= Stated exercise =
Starting at the line that contains "the black aluminium" and running through the final line, inclusive, give those lines as a JSON list of strings with one string per line, leaving out any blank lines.

[Dataset rows]
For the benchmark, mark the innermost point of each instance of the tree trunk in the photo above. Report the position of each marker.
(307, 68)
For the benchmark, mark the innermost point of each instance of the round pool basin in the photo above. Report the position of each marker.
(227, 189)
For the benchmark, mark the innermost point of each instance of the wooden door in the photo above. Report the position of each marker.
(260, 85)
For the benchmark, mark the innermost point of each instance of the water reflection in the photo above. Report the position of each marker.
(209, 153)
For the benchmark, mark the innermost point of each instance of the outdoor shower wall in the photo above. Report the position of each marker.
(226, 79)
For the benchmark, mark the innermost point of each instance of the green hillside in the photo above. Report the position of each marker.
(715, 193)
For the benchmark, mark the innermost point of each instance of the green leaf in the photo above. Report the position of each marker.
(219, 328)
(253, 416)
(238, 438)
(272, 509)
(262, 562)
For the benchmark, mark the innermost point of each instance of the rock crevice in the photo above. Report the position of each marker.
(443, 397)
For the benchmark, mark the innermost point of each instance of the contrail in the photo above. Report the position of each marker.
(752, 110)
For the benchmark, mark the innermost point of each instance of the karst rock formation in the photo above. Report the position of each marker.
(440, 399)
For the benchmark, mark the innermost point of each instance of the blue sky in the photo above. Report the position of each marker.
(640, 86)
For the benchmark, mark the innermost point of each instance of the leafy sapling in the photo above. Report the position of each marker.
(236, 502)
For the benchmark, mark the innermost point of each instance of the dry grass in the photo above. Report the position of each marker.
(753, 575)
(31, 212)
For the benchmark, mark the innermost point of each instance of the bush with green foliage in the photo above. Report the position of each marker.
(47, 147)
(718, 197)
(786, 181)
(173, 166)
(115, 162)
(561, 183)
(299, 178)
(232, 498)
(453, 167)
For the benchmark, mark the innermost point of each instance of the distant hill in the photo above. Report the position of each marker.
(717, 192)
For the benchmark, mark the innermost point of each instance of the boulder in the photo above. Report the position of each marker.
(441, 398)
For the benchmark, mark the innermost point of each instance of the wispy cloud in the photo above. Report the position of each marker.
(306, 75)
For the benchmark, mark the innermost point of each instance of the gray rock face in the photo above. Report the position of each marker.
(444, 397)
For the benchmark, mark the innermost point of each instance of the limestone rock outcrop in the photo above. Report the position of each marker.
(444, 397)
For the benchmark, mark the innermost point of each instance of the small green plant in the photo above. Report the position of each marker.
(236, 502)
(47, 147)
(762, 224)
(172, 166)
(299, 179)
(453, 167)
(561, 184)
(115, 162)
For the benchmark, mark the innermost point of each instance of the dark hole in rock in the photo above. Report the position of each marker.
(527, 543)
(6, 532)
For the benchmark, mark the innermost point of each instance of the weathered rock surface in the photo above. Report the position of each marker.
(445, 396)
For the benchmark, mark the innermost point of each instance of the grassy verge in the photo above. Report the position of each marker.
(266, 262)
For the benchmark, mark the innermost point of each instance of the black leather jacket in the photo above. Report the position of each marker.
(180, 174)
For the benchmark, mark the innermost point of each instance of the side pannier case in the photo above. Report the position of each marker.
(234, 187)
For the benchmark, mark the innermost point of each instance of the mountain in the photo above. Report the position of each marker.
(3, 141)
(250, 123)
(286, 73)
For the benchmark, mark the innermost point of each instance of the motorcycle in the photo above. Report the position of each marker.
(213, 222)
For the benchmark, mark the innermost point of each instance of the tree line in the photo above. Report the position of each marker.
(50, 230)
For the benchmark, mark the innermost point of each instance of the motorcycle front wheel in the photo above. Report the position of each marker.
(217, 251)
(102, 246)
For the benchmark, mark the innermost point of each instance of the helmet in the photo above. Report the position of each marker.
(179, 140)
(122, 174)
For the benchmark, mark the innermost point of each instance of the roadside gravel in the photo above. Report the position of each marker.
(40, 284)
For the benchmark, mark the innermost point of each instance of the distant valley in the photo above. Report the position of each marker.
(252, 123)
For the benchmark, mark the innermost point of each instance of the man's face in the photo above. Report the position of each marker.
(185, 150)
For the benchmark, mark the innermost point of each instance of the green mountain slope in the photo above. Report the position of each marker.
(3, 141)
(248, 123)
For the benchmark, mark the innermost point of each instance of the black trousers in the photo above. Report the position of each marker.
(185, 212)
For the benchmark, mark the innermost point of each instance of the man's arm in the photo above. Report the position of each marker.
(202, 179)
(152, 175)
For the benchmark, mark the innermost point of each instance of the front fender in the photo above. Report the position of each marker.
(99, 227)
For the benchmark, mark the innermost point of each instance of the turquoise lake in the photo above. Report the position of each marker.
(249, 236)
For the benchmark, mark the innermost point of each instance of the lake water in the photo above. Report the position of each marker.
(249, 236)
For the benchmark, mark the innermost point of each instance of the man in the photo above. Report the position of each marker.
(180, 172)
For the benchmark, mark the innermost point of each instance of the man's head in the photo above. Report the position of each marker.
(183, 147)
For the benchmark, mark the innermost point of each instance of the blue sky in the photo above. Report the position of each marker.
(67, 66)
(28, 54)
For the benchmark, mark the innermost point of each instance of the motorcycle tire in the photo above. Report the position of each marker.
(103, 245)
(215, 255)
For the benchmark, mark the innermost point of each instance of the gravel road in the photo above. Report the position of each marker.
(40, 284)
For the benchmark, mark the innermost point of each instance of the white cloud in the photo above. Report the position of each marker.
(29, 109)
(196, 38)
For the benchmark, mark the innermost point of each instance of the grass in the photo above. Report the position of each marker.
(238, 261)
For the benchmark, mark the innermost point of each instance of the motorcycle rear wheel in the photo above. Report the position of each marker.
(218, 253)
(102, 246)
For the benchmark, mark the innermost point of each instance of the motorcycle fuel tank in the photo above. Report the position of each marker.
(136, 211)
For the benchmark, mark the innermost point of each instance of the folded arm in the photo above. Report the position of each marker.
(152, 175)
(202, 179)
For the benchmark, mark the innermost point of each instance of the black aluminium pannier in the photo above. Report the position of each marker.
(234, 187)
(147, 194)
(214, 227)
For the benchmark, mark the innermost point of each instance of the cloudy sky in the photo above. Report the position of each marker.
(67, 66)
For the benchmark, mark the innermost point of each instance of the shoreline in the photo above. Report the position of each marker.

= Response =
[
  "For the benchmark, mark the innermost point of each instance of the black aluminium pannier in the photo above. Report the position of each marker.",
  "(234, 187)",
  "(147, 194)",
  "(214, 227)",
  "For the benchmark, mark the innermost point of each instance of the cloudy sky in the photo above. Report the position of each marker.",
  "(67, 66)",
  "For the benchmark, mark the innermost point of each instance of the shoreline in the photo above. Report the position of each marker."
]